## [Set exercise a]
Do the following statements agree with the Azteca Deportes passage below? For each, answer yes or no and quote the words of the passage that decide it. (i) Imevisión carried the 1986 and 1990 FIFA World Cups. (ii) Azteca and Televisa share the rights to the Mexico national football team's games through 2022. (iii) Ritual NFL covers the late afternoon games.

Azteca Deportes (currently known as TV Azteca Deportes) is the sports division of Mexico's TV Azteca television network. It produces sports events and regular sports programming aired on the Azteca Uno and Azteca 7 networks in Mexico and on Azteca América in the United States.

History
Azteca's predecessor, Imevisión, had carried some sports programming, notably including the 1988 and 1992 Summer Olympics and the 1992 Winter Olympics, as well as the 1986 and 1990 FIFA World Cups. Azteca increased its sports programming upon privatization in 1993.

Current programs

Liga MX
TV Azteca owns Mazatlán F.C., and carries the home matches of this teams as well as Club Puebla, Atlas F.C., FC Juárez, Club Necaxa, Querétaro F.C. and C.D. Guadalajara. In some cases, the rights are shared with ESPN and Televisa.

International soccer
TV Azteca also holds part or all of the Mexican rights to the FIFA Confederations Cup, Copa América, CONCACAF Gold Cup, and the FIFA World Cup.

In addition, Azteca and competitor Televisa share the rights to the games of the Mexico national football team through 2018.

American football
Azteca 7 has carried NFL games for years. During the regular season, it airs a whip-around program similar to NFL RedZone called Ritual NFL, which covers the early afternoon games. It also airs the Super Bowl and AFC playoff games.

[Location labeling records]
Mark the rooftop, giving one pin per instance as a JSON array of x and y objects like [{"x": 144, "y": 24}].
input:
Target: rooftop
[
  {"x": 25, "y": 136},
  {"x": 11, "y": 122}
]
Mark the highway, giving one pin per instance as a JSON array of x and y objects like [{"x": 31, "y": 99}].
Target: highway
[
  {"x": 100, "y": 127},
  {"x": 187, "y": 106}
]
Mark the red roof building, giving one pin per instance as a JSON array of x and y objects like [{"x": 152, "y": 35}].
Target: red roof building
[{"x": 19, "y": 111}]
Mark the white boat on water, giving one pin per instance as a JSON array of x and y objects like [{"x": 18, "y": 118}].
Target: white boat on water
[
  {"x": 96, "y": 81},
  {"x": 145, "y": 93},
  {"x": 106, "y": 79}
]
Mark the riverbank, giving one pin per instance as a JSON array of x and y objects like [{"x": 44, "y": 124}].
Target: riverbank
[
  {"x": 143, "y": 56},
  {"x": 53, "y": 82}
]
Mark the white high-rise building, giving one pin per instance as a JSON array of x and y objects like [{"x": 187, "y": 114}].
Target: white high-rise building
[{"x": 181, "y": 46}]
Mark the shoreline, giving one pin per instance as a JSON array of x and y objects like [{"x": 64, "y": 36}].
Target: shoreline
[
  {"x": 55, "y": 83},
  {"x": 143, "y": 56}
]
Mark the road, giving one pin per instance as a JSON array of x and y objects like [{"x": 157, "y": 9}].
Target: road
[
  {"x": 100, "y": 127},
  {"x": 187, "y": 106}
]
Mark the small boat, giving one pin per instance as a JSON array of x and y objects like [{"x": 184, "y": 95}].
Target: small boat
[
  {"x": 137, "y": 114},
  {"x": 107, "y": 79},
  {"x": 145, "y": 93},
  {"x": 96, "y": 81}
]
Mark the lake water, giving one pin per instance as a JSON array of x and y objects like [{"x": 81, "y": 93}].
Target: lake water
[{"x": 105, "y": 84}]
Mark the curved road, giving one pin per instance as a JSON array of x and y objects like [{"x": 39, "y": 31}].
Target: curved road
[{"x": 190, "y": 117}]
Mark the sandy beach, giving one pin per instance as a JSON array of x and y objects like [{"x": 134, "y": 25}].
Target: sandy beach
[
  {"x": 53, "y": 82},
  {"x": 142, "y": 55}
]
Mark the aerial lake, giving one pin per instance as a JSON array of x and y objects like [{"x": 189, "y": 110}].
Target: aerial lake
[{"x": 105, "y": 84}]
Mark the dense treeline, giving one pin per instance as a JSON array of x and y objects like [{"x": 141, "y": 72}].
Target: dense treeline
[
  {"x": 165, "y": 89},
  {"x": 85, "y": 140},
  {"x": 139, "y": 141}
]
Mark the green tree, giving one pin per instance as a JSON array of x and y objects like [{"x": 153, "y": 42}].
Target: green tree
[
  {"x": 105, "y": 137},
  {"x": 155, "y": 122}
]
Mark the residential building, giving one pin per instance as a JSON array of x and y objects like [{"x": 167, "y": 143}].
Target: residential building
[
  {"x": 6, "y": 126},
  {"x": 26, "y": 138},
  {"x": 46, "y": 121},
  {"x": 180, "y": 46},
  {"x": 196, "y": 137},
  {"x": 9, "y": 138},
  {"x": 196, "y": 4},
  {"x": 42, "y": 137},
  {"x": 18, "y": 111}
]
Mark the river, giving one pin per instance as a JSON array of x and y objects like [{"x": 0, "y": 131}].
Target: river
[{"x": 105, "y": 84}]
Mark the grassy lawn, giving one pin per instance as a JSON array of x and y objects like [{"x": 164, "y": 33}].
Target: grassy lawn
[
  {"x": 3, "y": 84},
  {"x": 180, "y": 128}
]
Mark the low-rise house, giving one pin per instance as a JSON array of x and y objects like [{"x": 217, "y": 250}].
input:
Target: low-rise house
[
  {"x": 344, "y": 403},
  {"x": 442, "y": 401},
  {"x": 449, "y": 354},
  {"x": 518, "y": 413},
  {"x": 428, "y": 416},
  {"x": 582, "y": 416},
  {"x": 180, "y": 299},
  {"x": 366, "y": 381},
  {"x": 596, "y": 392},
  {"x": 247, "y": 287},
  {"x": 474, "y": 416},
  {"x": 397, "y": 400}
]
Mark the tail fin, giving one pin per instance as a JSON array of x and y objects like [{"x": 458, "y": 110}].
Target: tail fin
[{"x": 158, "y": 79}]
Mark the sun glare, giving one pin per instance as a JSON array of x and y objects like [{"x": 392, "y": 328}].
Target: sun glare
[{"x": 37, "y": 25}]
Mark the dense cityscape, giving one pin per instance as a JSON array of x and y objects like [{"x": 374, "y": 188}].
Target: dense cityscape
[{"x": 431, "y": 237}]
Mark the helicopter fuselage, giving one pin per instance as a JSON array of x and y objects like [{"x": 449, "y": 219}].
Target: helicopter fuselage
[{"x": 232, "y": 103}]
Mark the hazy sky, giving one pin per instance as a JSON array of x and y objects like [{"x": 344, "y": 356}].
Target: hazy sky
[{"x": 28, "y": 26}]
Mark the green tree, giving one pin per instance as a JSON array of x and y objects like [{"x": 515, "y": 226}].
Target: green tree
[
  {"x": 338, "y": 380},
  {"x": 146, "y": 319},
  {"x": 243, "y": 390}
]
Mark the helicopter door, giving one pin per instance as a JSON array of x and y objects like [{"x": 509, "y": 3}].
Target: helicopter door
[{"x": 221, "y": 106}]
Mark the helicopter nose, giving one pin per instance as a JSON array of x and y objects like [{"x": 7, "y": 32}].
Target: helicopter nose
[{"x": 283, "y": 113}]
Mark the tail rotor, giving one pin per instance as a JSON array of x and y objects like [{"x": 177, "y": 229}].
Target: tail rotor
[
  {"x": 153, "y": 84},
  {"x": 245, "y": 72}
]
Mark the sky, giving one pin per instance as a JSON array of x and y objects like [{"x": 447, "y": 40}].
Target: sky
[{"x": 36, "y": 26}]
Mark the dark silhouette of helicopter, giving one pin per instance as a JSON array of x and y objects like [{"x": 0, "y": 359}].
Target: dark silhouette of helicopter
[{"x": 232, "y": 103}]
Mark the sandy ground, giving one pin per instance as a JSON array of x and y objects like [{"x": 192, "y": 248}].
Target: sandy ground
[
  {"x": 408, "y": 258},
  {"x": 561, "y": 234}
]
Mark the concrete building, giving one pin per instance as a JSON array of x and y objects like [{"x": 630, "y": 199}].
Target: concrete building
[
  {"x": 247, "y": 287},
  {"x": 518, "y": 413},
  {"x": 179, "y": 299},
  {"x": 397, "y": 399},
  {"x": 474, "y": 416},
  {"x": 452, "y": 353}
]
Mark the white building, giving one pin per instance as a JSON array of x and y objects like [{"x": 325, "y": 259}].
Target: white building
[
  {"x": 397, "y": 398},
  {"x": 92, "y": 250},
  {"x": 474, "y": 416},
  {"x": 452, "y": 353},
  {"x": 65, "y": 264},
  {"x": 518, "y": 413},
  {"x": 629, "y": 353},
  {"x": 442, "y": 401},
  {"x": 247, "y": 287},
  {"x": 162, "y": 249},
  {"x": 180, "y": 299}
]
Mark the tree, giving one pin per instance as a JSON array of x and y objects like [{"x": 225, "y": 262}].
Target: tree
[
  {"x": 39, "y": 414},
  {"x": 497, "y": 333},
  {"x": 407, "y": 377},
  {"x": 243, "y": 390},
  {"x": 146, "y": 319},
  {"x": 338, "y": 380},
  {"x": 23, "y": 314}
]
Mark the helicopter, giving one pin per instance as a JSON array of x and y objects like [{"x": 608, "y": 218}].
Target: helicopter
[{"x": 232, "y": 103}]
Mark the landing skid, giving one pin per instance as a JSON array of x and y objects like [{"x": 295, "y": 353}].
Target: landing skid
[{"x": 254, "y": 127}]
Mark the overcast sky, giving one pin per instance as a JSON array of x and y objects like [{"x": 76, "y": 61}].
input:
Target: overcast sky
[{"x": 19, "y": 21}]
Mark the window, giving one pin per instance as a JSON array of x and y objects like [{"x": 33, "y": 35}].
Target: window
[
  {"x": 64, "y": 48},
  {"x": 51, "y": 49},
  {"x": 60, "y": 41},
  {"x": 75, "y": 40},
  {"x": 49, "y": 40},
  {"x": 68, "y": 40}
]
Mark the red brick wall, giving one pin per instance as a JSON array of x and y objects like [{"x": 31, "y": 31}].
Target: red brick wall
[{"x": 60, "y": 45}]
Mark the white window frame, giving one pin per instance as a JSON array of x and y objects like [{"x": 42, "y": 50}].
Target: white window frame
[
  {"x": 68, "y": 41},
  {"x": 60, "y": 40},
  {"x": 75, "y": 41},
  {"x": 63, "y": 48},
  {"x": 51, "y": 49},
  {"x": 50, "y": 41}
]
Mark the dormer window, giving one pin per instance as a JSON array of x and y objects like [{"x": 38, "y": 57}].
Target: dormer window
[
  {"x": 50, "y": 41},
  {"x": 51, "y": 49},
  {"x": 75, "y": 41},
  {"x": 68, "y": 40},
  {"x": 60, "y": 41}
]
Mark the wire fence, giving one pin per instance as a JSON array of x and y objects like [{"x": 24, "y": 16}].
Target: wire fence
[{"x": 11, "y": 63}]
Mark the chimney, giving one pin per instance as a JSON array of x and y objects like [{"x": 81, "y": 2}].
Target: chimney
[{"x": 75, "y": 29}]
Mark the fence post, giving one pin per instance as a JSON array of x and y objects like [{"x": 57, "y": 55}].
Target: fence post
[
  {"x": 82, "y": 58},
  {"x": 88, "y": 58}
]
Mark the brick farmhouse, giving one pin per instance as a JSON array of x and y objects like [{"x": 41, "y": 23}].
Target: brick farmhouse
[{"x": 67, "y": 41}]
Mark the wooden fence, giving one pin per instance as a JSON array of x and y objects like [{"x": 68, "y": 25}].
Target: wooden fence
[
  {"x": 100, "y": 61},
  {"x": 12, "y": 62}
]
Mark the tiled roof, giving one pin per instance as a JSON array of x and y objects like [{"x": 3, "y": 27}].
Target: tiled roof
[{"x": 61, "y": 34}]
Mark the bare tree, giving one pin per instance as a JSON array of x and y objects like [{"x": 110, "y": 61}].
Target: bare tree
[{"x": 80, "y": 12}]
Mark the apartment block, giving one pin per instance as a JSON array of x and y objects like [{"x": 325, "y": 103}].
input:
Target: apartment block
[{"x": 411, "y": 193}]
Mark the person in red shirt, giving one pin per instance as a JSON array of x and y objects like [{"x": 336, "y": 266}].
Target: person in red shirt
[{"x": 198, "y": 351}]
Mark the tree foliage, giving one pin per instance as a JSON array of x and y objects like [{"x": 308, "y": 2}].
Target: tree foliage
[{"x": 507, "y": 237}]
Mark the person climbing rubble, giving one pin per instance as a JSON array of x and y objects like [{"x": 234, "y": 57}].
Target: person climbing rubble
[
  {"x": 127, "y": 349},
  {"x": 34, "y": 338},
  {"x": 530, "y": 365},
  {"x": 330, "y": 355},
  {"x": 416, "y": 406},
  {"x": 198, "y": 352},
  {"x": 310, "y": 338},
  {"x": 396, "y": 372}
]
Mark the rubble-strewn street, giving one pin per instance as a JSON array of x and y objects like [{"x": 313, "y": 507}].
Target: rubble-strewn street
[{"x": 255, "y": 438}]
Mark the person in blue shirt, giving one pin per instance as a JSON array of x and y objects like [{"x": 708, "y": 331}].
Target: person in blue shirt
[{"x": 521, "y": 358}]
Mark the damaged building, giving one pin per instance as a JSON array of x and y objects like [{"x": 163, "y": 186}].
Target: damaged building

## [Set exercise b]
How many lines of the records above contain the string "boat"? Case counts; reply with the number only.

## [Result a]
(i) Yes: "as well as the 1986 and 1990 FIFA World Cups"
(ii) No: "share the rights to the games of the Mexico national football team through 2018"
(iii) No: "which covers the early afternoon games"

## [Result b]
4